Segment Open

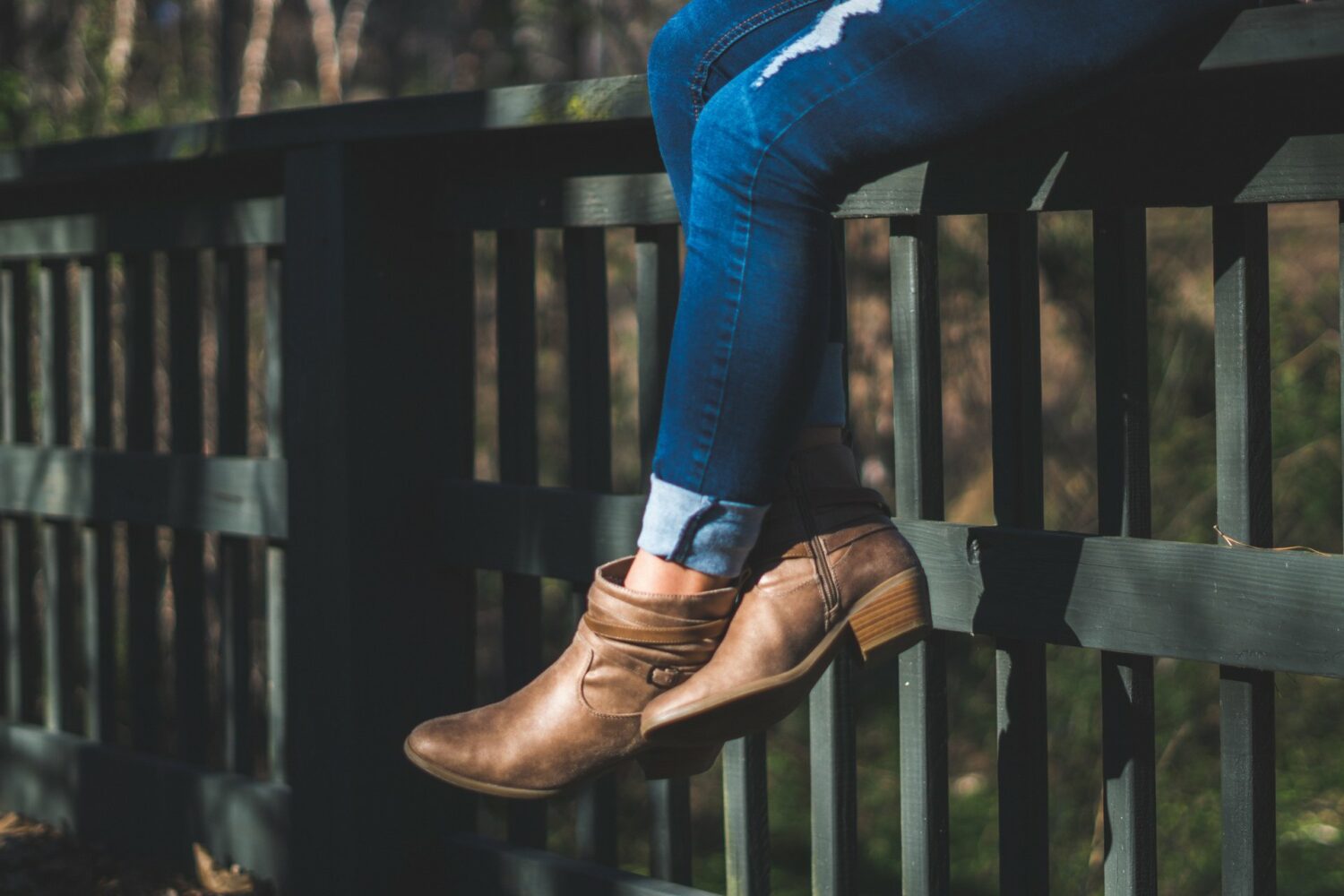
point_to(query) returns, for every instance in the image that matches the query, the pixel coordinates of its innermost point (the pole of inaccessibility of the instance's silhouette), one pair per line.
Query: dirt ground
(39, 860)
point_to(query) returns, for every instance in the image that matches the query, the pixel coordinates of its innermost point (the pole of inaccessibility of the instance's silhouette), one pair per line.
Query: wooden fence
(346, 525)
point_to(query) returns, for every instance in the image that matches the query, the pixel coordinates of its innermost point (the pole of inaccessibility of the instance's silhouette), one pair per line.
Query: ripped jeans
(768, 115)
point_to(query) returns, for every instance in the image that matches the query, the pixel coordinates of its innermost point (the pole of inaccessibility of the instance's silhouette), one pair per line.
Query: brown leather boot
(581, 716)
(828, 565)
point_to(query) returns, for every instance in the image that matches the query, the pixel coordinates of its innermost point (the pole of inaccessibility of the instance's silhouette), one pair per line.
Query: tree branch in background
(118, 53)
(77, 59)
(254, 56)
(347, 38)
(324, 42)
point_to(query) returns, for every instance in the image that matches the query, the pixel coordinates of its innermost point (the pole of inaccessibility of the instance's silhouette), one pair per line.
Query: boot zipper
(830, 591)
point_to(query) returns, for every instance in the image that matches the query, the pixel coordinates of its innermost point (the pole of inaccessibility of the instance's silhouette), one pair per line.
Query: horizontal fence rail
(246, 533)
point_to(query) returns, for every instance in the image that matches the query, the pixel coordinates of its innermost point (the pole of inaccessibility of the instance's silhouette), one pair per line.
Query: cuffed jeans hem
(828, 402)
(698, 530)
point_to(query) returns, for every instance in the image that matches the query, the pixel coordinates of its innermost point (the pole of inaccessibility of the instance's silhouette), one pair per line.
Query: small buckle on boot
(664, 677)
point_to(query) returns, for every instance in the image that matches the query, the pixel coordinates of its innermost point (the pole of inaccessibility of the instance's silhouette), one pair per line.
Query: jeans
(768, 115)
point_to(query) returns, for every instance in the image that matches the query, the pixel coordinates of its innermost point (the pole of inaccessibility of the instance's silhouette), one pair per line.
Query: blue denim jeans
(768, 115)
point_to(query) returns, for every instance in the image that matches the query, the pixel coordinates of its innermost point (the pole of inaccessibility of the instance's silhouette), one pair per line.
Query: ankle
(652, 573)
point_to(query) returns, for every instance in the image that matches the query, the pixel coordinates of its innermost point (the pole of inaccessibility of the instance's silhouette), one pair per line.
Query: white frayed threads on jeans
(824, 34)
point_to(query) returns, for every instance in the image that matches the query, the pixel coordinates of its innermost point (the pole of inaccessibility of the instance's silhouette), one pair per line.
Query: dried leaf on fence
(220, 880)
(1236, 543)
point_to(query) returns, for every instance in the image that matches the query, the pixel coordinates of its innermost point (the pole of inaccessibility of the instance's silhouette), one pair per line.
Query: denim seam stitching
(755, 177)
(702, 70)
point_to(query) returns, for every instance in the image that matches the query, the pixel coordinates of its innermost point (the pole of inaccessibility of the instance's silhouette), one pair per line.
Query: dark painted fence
(346, 527)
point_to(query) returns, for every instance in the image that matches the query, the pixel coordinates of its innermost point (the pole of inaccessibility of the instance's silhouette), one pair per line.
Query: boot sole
(886, 619)
(656, 763)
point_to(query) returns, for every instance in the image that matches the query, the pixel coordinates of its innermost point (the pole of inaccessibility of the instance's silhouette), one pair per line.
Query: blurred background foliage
(80, 67)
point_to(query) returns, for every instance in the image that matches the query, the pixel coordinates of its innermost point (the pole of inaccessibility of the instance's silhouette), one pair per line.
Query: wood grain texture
(177, 805)
(1273, 37)
(746, 817)
(489, 866)
(58, 648)
(1245, 508)
(19, 535)
(96, 538)
(1124, 508)
(1019, 500)
(241, 495)
(917, 424)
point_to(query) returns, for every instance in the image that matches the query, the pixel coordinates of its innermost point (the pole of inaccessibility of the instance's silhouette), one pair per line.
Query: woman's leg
(866, 88)
(699, 50)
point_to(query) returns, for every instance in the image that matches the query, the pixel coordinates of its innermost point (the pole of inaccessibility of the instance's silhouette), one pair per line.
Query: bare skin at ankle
(650, 573)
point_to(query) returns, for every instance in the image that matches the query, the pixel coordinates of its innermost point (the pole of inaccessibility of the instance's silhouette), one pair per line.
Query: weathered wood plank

Segment Closed

Each record above is to be returned unchanged, while any picture it holds stays out.

*Answer box*
point_to(query) returns, for every instance in the image that matches the query, the pixel coordinates of its innermost point (the pole of inaccessibility of the instance's silhouette), one pair per line.
Query: dirt ground
(39, 860)
point_to(query) returns, for every instance in the image that matches the query, the pixel coordinates of its innermost point (the pole of inaccessibility of the instance's silhouette), one pair per line.
Query: wooden fence
(346, 525)
point_to(query) returns, for every instance in the image that matches the query, the pixel coordinates of its innermost point (the pole of inaccessibility of the instance's silhouette), one pair per line.
Query: ripped jeans
(768, 115)
point_to(query) returns, for every instance in the image that matches the query, the pixel coordinates of its innermost point (the pole of inaccessibility of the instance's silhouette), one pair per line.
Query: brown leather boot
(581, 716)
(828, 565)
point_to(query) returns, for every instance in the image that matches the query, the pixel coordinates of its innermost point (the pole of inaccessibility of the instance's silhouette), one pair per line.
Query: tree branch in background
(118, 53)
(77, 59)
(254, 56)
(347, 38)
(324, 42)
point_to(query) returns, for every instance in the image that matches the query, the pixel coordinates of its innermost point (the pole of inaccessibility of the instance's silhouette), one pair per line.
Query: boot zipper
(830, 591)
point_to(query) returns, for every instance in the image that matches the query, the pixel coordinates of its innermost point (the pole of inaccessibility of the instance's silhouette), one pair per line.
Query: horizontal fence rail
(246, 533)
point_to(query) returns, for every instance in the image that matches the query, the pixel coordinates of its innermost point (the pole of inaccessibility of the instance's silhouette), one pair per line.
Query: cuffed jeans hem
(828, 402)
(698, 530)
point_to(query) returns, for every instance in the image that matches the query, the pixel coordinates of its innermost point (the pole of inaccessibility of the instance's silhouette), one pair per line.
Query: small buckle on boot
(664, 677)
point_to(query) returns, for every instance in the image that matches the query, the pixel coordinates of its innermost point (the pole of inaccessibility of the instance's silhouette), one pair per line.
Query: jeans
(768, 115)
point_to(query) returns, for every instance in the image that matches the query, the pixel coordinates of its innermost point (the pole of inaccessibility of the instance's silhouette), one pair per line.
Query: blue denim jeans
(768, 115)
point_to(query) returns, for every instance in the image that matches the query, the pixel coordinates of its innermost point (the pole of inaccessibility of the instance's silhouette), one pair per line.
Query: ankle
(652, 573)
point_to(query) returns, for every instance in the image that matches the query, the pixel coordinates of its innermost point (the pole of inaccessibility of the instance's silhouette), one pair per line.
Query: white frayed threads on jeans
(824, 34)
point_to(query) returns, for every instance in the image that matches the query, the pixel coordinates of its innermost point (the pole of inaccessibility of the instance's silhouette), one pair per line.
Query: dried leaf on fence
(220, 880)
(1236, 543)
point_to(query) returns, for every instance in the image that matches the query, the pixel coordinates of its innermost point (the pole of inaccessibility of the instance's silhouette), one pair per line.
Query: denim seam stitching
(755, 177)
(702, 70)
point_to(query) returns, for every instance in the image that matches the query, the pixel coordinates of its innermost point (the pole of inaccessibility of the instance's silhouette), one pair per line.
Query: dark painted fence
(346, 527)
point_to(query) returns, for every instance in the image that matches the query, the pixel coordinates of its innermost point (the pole of inaccessibility of the instance's silhouette), one pair per line.
Query: boot sole
(886, 619)
(656, 763)
point_to(query) returns, for every instance in the image that matches the query, the pixel coordinates of its innermost point (the pole of inaccessibility of the instance's silhouette), one pair per line.
Query: blurred background foliage
(80, 67)
point_to(query) returns, for every instance in the image that matches the query, the pixel coordinates of its innermost point (the pole of inaccessibility of the instance's silhouette), one pair per line.
Query: wood grain texture
(177, 805)
(1273, 37)
(746, 817)
(489, 866)
(58, 648)
(1245, 508)
(19, 535)
(96, 538)
(1124, 508)
(1019, 500)
(241, 495)
(917, 424)
point_to(query) returns, for every instance in the image that matches the query, the pixel coordinates of its innermost point (the pole of inaccessibility of the instance's silhouette), one pair per line.
Query: woman's leg
(866, 88)
(699, 50)
point_to(query) returns, for every instance in the image that matches the query, the pixel coordinates of its innermost point (the pole of inaccessibility of the instance's silhouette), one pair per line.
Query: bare skin at ankle
(650, 573)
point_to(query) returns, for every instance in the image that matches the query, the pixel coordinates of its innermost point (the pole of inaccessibility of the instance's silhouette), one pair per line.
Query: weathered wood plank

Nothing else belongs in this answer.